* _Texte du document_:
+===+
Ce n’est pas tout. Philippe Wleughels commence à se débrouiller ; les commandes arrivent ; il fait quarante tableaux pour le Carmel de Saint Denis. Le voici qui songe au mariage. Il y avait alors rue du Vieux-Colombier un peintre flamand assez habile, qui peignait bien les mers : c’était un élève de van Ertveld, d’Anvers, dont le portrait par van Dyck se trouve au musée d’Augsbourg. Il s’appelait van Plattenberg. A son arrivée à Paris, il s’était fait brodeur, mais, la broderie venant à être défendue, il avait repris son premier métier. Van Plattenberg ou plutôt M. de Platte-Montagne, comme il avait traduit son nom, avait deux filles : Philippe Wleughels demanda la main d’une des sœurs. Et c’est ainsi qu’un inconnu arrivant à Paris y trouvait de quoi vivre, dîner, peindre et se marier, — en Flandre. Il pouvait même s’épargner la peine d’apprendre In langue des indigènes. Au bout de trente ans de Paris, Wleughels ne savait pas encore le français : en revanche, nous dit-on, il se piquait de correction et même d’élégance en flamand. Cela ne nuisit pas à sa carrière : les meilleures, compagnies s’amusaient de son jargon, et, comme il ne manquait pas d’esprit, il disait en mauvais français de petites histoires joliment.
+===+
* _Données extraites_:
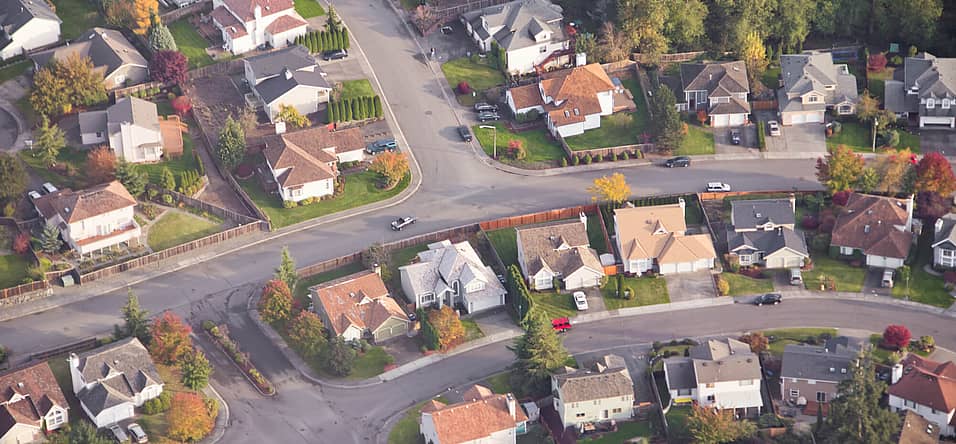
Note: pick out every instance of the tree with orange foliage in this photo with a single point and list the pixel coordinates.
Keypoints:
(170, 338)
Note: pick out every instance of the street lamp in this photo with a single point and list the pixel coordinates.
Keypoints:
(495, 145)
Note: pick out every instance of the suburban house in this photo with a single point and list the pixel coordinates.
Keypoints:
(304, 164)
(877, 227)
(763, 234)
(250, 24)
(809, 374)
(26, 25)
(559, 251)
(92, 219)
(529, 32)
(927, 91)
(482, 417)
(720, 89)
(573, 100)
(722, 374)
(927, 388)
(452, 274)
(812, 84)
(112, 380)
(654, 238)
(31, 402)
(112, 55)
(944, 242)
(290, 77)
(358, 306)
(603, 392)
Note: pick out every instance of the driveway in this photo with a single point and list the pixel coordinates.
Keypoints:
(690, 286)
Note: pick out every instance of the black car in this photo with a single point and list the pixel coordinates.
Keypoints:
(768, 299)
(680, 161)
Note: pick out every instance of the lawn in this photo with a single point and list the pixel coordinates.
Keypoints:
(742, 285)
(537, 143)
(77, 16)
(191, 44)
(648, 291)
(847, 278)
(175, 228)
(360, 189)
(309, 8)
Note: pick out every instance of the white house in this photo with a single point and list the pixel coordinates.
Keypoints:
(288, 77)
(451, 274)
(111, 381)
(31, 402)
(247, 24)
(529, 31)
(26, 25)
(92, 219)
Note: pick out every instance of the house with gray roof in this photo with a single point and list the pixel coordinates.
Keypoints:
(927, 90)
(530, 32)
(600, 392)
(26, 25)
(290, 77)
(812, 84)
(451, 274)
(561, 251)
(112, 380)
(722, 374)
(112, 55)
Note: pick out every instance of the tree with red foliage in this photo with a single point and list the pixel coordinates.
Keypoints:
(168, 67)
(170, 338)
(896, 336)
(934, 173)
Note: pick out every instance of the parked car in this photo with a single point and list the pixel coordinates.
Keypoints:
(402, 222)
(679, 161)
(580, 300)
(768, 299)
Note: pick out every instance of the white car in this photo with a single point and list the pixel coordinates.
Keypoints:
(580, 300)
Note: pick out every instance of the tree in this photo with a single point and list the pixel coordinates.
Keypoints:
(714, 426)
(538, 353)
(275, 305)
(196, 370)
(840, 170)
(169, 338)
(305, 332)
(232, 144)
(189, 418)
(101, 164)
(292, 117)
(169, 67)
(613, 188)
(50, 139)
(391, 165)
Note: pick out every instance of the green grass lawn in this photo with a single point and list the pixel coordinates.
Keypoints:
(309, 8)
(360, 189)
(191, 44)
(175, 228)
(78, 16)
(742, 285)
(648, 291)
(847, 278)
(538, 144)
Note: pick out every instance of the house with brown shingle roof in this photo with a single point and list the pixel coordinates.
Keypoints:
(926, 387)
(877, 227)
(560, 250)
(655, 239)
(482, 417)
(573, 100)
(358, 306)
(92, 219)
(30, 400)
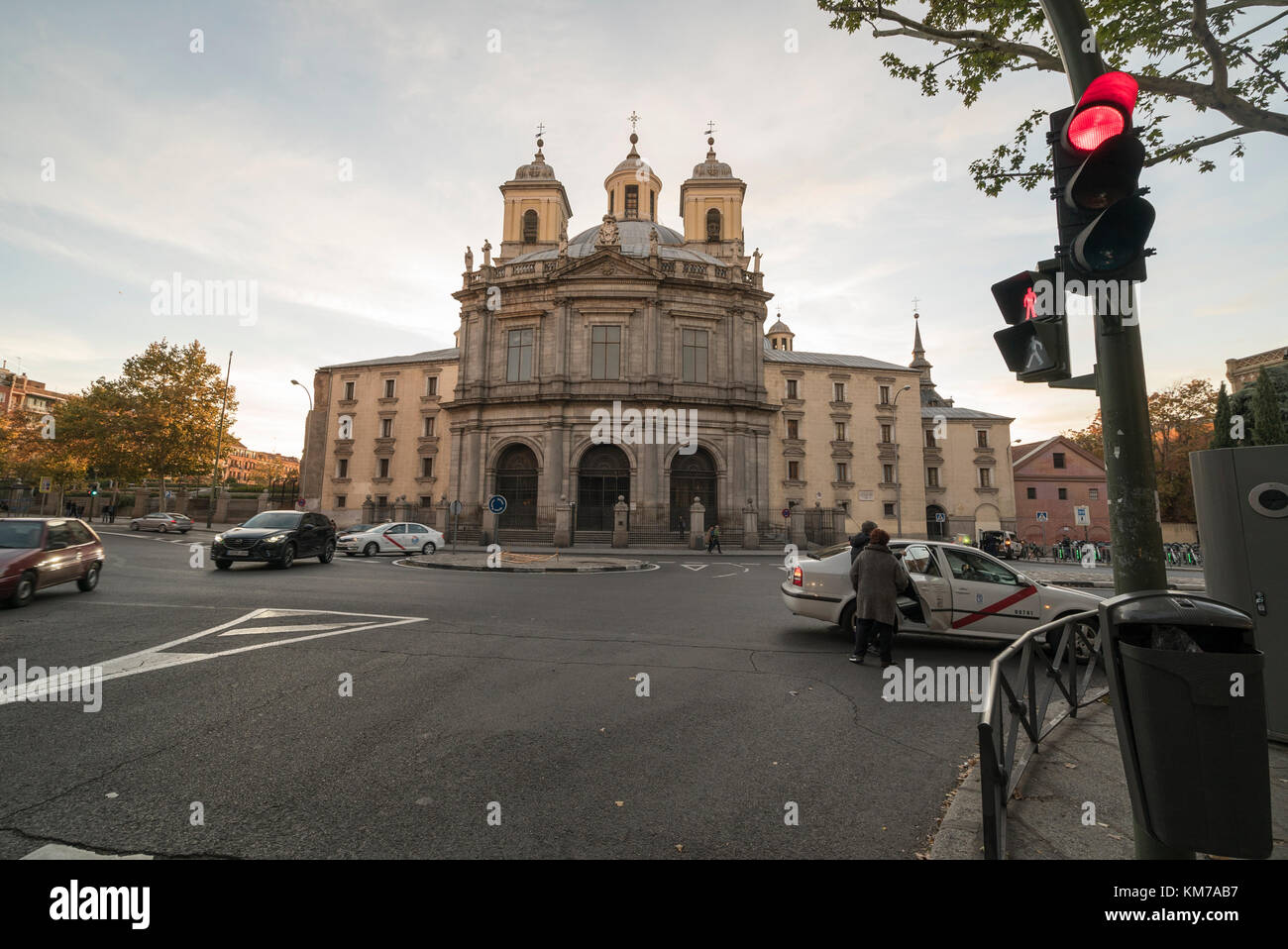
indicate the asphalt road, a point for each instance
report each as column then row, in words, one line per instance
column 505, row 692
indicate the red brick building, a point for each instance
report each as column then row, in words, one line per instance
column 1055, row 476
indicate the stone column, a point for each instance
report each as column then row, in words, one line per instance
column 697, row 524
column 797, row 531
column 621, row 518
column 563, row 523
column 222, row 506
column 750, row 527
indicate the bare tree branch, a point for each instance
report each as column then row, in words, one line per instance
column 1199, row 27
column 1196, row 146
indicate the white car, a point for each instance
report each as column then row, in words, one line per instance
column 393, row 537
column 958, row 589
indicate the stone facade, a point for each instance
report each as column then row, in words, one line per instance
column 558, row 333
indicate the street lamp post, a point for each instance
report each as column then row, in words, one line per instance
column 305, row 451
column 898, row 488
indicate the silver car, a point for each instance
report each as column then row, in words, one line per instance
column 162, row 522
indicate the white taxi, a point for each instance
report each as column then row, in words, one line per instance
column 391, row 537
column 958, row 589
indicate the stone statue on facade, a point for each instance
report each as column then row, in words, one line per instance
column 608, row 233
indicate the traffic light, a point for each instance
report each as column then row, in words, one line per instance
column 1104, row 222
column 1035, row 344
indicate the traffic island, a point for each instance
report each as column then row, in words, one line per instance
column 506, row 562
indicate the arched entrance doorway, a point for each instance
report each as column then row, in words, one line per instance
column 936, row 528
column 694, row 475
column 603, row 474
column 516, row 483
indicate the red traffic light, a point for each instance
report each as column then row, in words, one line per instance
column 1103, row 111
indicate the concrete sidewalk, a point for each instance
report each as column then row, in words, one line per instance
column 1080, row 765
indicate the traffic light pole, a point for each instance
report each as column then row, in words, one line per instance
column 1137, row 536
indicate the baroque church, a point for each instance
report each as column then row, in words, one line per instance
column 640, row 321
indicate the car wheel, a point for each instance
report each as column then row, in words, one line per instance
column 848, row 619
column 89, row 580
column 25, row 591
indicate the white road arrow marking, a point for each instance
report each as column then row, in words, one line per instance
column 158, row 657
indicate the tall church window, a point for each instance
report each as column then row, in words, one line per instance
column 519, row 357
column 605, row 352
column 712, row 224
column 695, row 364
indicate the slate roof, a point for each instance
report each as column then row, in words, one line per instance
column 430, row 356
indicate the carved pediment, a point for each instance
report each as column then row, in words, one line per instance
column 605, row 263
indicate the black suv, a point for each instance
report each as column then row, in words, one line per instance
column 275, row 537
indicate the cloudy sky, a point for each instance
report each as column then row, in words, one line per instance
column 224, row 165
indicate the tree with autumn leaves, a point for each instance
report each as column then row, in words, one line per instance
column 159, row 419
column 1180, row 421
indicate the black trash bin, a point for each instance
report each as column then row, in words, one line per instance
column 1189, row 700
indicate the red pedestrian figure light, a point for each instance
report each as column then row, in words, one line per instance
column 1029, row 300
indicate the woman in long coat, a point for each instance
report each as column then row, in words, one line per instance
column 879, row 577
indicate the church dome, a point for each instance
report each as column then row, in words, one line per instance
column 711, row 167
column 632, row 236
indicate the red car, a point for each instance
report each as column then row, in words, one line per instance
column 38, row 553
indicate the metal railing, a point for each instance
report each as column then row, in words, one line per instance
column 1000, row 726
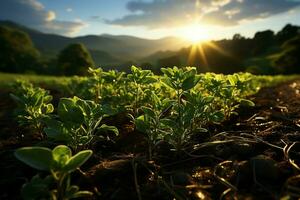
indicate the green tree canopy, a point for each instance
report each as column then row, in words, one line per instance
column 17, row 53
column 289, row 61
column 75, row 59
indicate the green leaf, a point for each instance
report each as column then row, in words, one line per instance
column 81, row 194
column 217, row 116
column 36, row 157
column 61, row 154
column 37, row 188
column 246, row 102
column 68, row 111
column 149, row 112
column 105, row 127
column 140, row 124
column 77, row 160
column 168, row 122
column 190, row 82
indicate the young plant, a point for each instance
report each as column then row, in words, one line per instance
column 141, row 80
column 151, row 123
column 60, row 163
column 33, row 105
column 181, row 81
column 79, row 123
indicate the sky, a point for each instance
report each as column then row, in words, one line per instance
column 189, row 19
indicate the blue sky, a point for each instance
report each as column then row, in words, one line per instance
column 214, row 19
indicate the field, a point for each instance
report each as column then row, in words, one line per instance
column 179, row 135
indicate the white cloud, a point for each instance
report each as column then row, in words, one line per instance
column 32, row 13
column 167, row 13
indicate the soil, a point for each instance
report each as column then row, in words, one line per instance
column 250, row 156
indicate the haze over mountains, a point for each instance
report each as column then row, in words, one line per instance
column 105, row 49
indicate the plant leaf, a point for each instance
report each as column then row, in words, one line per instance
column 36, row 157
column 77, row 160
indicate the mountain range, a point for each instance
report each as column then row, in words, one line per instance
column 105, row 49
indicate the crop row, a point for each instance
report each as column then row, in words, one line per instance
column 170, row 108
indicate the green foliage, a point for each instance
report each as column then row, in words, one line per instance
column 288, row 61
column 33, row 105
column 79, row 122
column 152, row 121
column 60, row 163
column 17, row 53
column 74, row 60
column 181, row 81
column 141, row 85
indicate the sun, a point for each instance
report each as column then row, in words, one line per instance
column 195, row 33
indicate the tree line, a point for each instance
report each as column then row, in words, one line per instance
column 266, row 53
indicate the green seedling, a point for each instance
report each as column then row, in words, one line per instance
column 181, row 81
column 60, row 163
column 151, row 123
column 33, row 105
column 140, row 78
column 79, row 123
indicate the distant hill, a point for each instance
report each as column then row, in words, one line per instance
column 105, row 49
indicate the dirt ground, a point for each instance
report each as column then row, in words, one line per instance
column 252, row 156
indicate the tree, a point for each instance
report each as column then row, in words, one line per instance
column 288, row 32
column 75, row 59
column 289, row 61
column 17, row 53
column 262, row 41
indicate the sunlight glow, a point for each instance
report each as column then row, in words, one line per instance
column 195, row 33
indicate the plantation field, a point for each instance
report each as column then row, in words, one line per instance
column 179, row 135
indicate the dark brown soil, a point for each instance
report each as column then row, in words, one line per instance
column 245, row 161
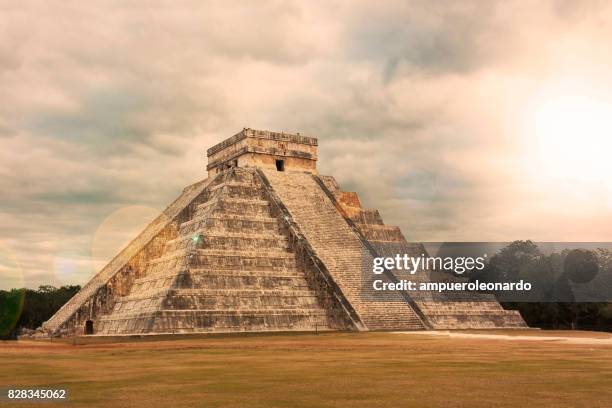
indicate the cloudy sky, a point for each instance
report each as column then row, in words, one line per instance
column 459, row 120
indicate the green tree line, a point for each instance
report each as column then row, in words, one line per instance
column 553, row 302
column 29, row 308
+===+
* _À faire_: Citez en entier le texte sur le peintre Philippe Wleughels, sans y changer un mot.

* _Solution proposée_:
Ce n’est pas tout. Philippe Wleughels commence à se débrouiller ; les commandes arrivent ; il fait quarante tableaux pour le Carmel de Saint Denis. Le voici qui songe au mariage. Il y avait alors rue du Vieux-Colombier un peintre flamand assez habile, qui peignait bien les mers : c’était un élève de van Ertveld, d’Anvers, dont le portrait par van Dyck se trouve au musée d’Augsbourg. Il s’appelait van Plattenberg. A son arrivée à Paris, il s’était fait brodeur, mais, la broderie venant à être défendue, il avait repris son premier métier. Van Plattenberg ou plutôt M. de Platte-Montagne, comme il avait traduit son nom, avait deux filles : Philippe Wleughels demanda la main d’une des sœurs. Et c’est ainsi qu’un inconnu arrivant à Paris y trouvait de quoi vivre, dîner, peindre et se marier, — en Flandre. Il pouvait même s’épargner la peine d’apprendre In langue des indigènes. Au bout de trente ans de Paris, Wleughels ne savait pas encore le français : en revanche, nous dit-on, il se piquait de correction et même d’élégance en flamand. Cela ne nuisit pas à sa carrière : les meilleures, compagnies s’amusaient de son jargon, et, comme il ne manquait pas d’esprit, il disait en mauvais français de petites histoires joliment.